[Exercise task] Repeat, exactly and alone, every line from the line that contains "Please mark the white oval" to the end of the entries.

[Supplied material]
· · · ·
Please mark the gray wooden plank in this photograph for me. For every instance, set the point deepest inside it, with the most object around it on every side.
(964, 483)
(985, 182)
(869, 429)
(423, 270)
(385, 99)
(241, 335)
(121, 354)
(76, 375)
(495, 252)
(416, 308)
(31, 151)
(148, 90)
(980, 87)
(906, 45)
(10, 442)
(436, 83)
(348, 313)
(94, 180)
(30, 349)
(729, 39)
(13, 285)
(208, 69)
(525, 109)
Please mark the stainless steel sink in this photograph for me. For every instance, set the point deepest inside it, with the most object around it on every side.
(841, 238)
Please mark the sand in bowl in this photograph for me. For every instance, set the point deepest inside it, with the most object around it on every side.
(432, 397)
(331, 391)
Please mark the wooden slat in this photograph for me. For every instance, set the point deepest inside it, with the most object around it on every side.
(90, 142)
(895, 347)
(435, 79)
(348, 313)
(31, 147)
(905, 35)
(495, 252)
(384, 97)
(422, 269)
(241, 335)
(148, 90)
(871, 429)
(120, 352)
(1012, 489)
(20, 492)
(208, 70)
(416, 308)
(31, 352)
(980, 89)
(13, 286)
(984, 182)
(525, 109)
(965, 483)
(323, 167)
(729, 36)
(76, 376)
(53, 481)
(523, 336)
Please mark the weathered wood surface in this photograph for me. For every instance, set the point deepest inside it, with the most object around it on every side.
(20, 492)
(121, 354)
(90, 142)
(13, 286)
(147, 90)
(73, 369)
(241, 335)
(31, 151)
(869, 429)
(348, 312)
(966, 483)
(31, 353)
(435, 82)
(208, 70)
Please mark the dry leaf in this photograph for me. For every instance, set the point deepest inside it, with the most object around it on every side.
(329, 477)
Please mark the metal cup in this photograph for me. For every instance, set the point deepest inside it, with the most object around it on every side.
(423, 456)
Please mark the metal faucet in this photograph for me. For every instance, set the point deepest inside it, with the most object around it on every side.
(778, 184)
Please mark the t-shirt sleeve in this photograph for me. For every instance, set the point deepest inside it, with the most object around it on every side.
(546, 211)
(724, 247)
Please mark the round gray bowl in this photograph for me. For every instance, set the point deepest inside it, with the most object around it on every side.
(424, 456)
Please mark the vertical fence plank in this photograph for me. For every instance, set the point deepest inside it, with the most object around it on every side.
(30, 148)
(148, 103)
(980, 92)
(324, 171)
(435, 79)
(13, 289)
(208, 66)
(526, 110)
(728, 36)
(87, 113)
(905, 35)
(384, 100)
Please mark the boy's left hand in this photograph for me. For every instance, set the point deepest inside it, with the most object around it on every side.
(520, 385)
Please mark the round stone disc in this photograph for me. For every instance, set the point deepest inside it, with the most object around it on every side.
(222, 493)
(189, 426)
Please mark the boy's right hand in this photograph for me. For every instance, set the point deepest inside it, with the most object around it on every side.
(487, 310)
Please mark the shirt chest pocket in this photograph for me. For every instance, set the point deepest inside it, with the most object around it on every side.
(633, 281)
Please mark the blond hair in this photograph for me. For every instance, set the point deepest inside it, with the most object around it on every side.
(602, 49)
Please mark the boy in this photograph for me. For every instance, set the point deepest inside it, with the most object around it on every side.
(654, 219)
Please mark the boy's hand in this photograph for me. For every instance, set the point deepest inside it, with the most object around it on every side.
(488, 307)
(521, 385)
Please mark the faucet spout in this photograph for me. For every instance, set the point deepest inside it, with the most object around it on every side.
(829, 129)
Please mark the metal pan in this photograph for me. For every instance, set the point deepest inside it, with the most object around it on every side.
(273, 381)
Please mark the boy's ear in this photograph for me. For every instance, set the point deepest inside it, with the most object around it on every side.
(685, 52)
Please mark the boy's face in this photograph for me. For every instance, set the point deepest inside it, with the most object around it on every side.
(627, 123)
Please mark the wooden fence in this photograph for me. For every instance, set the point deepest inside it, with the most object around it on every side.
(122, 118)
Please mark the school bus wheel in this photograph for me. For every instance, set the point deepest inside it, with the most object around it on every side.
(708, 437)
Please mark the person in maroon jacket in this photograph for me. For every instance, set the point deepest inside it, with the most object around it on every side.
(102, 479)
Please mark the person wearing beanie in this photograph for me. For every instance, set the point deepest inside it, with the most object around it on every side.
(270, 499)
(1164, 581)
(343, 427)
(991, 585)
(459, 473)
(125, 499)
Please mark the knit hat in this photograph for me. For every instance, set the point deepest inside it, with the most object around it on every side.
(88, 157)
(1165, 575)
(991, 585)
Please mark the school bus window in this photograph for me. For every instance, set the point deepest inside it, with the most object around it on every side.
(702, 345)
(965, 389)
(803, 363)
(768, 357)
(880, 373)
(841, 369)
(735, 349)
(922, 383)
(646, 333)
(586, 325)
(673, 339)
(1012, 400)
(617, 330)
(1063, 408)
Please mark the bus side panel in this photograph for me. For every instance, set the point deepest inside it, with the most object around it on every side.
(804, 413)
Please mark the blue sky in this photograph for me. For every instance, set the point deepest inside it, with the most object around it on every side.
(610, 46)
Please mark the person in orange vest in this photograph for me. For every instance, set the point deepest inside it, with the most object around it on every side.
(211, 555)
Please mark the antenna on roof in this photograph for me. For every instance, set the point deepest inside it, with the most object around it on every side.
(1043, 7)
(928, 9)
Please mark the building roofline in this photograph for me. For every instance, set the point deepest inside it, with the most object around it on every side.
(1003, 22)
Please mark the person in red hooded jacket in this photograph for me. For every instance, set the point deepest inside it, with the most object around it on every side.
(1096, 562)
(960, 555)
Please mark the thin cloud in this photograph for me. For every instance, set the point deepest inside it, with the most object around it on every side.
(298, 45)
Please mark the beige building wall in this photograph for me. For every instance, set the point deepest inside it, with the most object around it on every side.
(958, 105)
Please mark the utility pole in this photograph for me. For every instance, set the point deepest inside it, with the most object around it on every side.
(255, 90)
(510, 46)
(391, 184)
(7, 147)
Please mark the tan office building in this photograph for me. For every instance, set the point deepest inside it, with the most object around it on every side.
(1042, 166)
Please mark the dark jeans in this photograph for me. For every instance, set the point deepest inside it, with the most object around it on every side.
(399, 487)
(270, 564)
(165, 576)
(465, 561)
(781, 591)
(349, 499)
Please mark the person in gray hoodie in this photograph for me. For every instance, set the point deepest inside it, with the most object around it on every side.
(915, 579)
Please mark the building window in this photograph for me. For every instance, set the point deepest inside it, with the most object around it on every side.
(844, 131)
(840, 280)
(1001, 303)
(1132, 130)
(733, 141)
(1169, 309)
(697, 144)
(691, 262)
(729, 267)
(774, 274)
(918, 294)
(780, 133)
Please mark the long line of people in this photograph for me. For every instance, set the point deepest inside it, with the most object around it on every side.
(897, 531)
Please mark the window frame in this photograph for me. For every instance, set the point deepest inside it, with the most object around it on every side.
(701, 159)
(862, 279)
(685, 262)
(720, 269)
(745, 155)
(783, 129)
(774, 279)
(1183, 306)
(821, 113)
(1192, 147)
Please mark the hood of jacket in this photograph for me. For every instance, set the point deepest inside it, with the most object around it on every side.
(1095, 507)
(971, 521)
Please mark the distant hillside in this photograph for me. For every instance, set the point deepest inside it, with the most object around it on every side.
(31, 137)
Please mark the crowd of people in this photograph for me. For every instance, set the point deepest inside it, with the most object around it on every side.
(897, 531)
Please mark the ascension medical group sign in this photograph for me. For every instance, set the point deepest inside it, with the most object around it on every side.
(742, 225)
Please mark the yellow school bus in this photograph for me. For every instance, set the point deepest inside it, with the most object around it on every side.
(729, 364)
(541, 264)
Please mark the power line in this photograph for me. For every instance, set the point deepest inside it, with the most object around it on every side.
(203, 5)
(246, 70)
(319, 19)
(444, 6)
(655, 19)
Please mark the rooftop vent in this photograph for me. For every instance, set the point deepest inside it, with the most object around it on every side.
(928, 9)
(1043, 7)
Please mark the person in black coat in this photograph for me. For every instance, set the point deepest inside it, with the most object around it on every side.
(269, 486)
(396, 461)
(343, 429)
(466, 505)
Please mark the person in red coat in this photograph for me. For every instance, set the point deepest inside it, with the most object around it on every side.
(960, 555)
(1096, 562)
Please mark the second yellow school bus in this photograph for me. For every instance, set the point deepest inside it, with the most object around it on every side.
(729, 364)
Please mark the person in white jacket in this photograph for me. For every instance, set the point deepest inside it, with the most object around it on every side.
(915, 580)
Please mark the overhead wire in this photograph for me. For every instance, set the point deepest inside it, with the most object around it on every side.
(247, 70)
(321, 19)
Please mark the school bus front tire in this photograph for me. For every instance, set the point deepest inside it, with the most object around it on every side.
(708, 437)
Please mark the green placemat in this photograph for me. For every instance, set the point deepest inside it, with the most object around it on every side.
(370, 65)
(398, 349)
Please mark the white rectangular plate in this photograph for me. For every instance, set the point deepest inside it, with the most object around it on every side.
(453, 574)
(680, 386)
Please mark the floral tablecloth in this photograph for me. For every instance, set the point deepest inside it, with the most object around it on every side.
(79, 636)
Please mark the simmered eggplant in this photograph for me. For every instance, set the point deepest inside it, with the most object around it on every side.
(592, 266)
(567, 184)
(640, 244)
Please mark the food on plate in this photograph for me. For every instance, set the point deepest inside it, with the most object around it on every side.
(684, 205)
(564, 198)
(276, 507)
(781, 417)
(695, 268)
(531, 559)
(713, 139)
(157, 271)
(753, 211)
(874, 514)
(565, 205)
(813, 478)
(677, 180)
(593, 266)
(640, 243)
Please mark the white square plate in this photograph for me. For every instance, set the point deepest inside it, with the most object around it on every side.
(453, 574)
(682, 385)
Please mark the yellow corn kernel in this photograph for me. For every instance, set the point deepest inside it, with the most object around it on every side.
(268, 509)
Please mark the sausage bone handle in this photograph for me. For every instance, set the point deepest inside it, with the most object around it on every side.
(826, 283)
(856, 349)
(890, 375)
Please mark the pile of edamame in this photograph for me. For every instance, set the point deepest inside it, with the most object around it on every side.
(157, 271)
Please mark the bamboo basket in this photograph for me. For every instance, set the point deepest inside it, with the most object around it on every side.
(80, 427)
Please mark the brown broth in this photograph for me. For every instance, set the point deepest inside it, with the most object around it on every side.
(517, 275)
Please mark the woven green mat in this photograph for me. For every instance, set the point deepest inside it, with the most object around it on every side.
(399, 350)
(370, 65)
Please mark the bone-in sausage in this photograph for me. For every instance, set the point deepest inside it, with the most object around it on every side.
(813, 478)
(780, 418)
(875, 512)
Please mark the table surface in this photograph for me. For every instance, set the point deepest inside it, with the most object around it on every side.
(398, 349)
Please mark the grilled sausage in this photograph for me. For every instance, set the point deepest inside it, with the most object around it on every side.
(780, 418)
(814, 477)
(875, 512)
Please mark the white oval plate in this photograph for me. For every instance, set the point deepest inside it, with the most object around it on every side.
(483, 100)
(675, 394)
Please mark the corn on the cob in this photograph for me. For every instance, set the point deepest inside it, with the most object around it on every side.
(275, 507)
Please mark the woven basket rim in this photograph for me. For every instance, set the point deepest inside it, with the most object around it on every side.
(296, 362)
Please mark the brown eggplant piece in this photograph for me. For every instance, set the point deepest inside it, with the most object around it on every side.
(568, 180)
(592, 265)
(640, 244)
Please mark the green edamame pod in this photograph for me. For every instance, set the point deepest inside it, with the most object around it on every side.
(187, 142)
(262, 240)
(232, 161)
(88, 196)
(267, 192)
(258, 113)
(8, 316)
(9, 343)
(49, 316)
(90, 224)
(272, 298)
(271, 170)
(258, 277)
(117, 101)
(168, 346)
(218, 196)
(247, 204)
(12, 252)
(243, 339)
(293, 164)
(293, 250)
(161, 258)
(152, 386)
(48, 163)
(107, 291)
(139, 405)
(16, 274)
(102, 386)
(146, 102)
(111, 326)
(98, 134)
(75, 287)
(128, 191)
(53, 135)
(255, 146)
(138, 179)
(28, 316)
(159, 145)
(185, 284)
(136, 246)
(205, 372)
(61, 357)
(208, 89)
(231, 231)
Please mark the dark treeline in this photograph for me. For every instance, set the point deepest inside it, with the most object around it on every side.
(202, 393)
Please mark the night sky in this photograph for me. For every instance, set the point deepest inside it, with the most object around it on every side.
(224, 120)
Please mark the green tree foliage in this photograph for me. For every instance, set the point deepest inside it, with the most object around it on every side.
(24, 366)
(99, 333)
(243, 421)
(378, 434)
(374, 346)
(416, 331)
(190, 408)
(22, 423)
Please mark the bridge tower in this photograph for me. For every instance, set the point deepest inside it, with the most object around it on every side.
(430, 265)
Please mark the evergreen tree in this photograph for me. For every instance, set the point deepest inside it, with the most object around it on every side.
· · · ·
[Answer to the exercise]
Please mark the white oval plate in this photograph for me. For every instance, set the point deepest inside it, with the most object around it on every side.
(483, 100)
(675, 394)
Please mark the corn on the cob in this photograph for me. For every instance, set the point deepest inside it, with the most object around it on every side.
(275, 507)
Please mark the woven basket rim in this photograph for me. For every instance, set the point deepest inside it, with the most object around it on every side.
(296, 362)
Please mark the brown eggplant piece in this photograph for me. For every instance, set the point deepest inside it, with the most object around it on every side.
(568, 180)
(592, 265)
(640, 244)
Please mark the green edamame pod in this photograph for me. For every instance, set the point deepest inside it, with the most object around it on every side.
(187, 142)
(262, 240)
(232, 161)
(88, 196)
(267, 192)
(258, 113)
(8, 316)
(9, 343)
(49, 316)
(90, 224)
(272, 298)
(271, 170)
(258, 277)
(117, 101)
(168, 346)
(218, 196)
(247, 204)
(12, 252)
(243, 339)
(293, 164)
(293, 250)
(161, 258)
(152, 386)
(48, 163)
(107, 291)
(139, 405)
(16, 274)
(102, 386)
(146, 102)
(111, 326)
(98, 134)
(75, 287)
(128, 191)
(53, 135)
(255, 146)
(138, 179)
(28, 316)
(159, 145)
(185, 284)
(136, 246)
(205, 372)
(61, 357)
(208, 89)
(231, 231)
Please mark the dark treeline in this photograph for me. For every instance, set the point deepest inside it, with the most object around it on every side.
(202, 393)
Please mark the night sky in this photograph for me. For every instance, set the point deepest inside it, with the most object around it on every side.
(224, 120)
Please mark the green tree foliage in this photograph for me. For every instance, set the point deepest inside it, with the most object around it on every side.
(24, 366)
(99, 333)
(243, 421)
(378, 434)
(374, 346)
(416, 331)
(190, 408)
(22, 423)
Please mark the bridge tower in this photograph for me. For every instance, set the point deepest inside it, with the most object around it on every side.
(430, 265)
Please mark the evergreen tree in this photograph for me. For every instance, set the point deepest inside it, with the most object around it on every side.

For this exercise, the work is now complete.